§ Written instruction: Can you echo back, word for word, every line of the records from the line holding "Q: Point out each instance of the silver" through the last line of the records, inclusive, and nothing else?
— begin —
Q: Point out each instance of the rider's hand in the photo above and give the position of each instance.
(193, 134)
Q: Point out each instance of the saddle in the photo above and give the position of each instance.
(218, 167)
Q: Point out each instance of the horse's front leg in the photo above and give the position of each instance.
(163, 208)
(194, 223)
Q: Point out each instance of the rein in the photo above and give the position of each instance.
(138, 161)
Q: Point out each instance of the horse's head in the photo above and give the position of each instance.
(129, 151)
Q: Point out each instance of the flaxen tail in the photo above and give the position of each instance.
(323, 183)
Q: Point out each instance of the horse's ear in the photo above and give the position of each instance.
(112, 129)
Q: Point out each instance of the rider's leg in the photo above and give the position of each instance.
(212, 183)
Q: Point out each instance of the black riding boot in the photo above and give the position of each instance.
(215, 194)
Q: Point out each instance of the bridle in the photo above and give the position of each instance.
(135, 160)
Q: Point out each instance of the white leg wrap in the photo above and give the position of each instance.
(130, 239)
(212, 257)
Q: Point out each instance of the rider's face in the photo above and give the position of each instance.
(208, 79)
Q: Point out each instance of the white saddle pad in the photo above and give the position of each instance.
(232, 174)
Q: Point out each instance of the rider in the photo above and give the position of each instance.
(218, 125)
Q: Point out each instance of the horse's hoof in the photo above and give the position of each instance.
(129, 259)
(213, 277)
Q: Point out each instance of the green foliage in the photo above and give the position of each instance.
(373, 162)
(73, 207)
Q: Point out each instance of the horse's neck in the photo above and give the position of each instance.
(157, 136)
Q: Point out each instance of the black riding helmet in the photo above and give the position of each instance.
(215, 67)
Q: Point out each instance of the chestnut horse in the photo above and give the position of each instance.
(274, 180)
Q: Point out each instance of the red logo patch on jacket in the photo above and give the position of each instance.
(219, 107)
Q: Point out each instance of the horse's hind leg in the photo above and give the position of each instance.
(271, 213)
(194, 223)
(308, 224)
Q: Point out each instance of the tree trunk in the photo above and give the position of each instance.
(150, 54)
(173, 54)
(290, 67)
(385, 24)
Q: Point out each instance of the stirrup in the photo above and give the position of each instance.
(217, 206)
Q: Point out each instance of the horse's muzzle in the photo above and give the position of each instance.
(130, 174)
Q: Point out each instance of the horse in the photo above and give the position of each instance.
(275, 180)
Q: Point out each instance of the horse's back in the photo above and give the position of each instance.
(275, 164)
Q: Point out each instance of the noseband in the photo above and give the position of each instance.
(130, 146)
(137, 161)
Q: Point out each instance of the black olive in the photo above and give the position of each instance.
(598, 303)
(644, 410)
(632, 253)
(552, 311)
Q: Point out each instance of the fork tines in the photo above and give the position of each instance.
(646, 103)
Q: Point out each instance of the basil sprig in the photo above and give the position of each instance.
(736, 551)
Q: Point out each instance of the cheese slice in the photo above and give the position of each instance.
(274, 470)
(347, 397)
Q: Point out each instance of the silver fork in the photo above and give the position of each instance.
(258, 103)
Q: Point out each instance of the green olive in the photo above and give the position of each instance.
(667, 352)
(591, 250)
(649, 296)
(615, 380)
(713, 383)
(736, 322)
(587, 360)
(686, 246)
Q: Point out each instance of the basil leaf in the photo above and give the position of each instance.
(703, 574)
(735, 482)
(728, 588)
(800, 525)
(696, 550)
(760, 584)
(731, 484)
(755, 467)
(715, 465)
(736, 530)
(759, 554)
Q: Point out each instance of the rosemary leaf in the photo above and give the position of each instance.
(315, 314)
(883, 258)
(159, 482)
— end —
§ Expected answer:
Q: Point out each instance of the silver fork in the photo above and give the position of each instance.
(258, 103)
Q: Point out each instance of the green olive in the photo above and give the position of each instance.
(667, 352)
(591, 250)
(649, 296)
(615, 380)
(713, 383)
(736, 322)
(587, 360)
(686, 246)
Q: Point out each instance of the basil leaf in the photo above and give the position of each instance.
(703, 574)
(735, 482)
(728, 588)
(800, 525)
(696, 550)
(760, 584)
(731, 484)
(755, 467)
(715, 465)
(736, 530)
(759, 554)
Q: Point out each instance of the rosemary leaf in the photo above and give the position of each instance.
(315, 314)
(883, 258)
(159, 482)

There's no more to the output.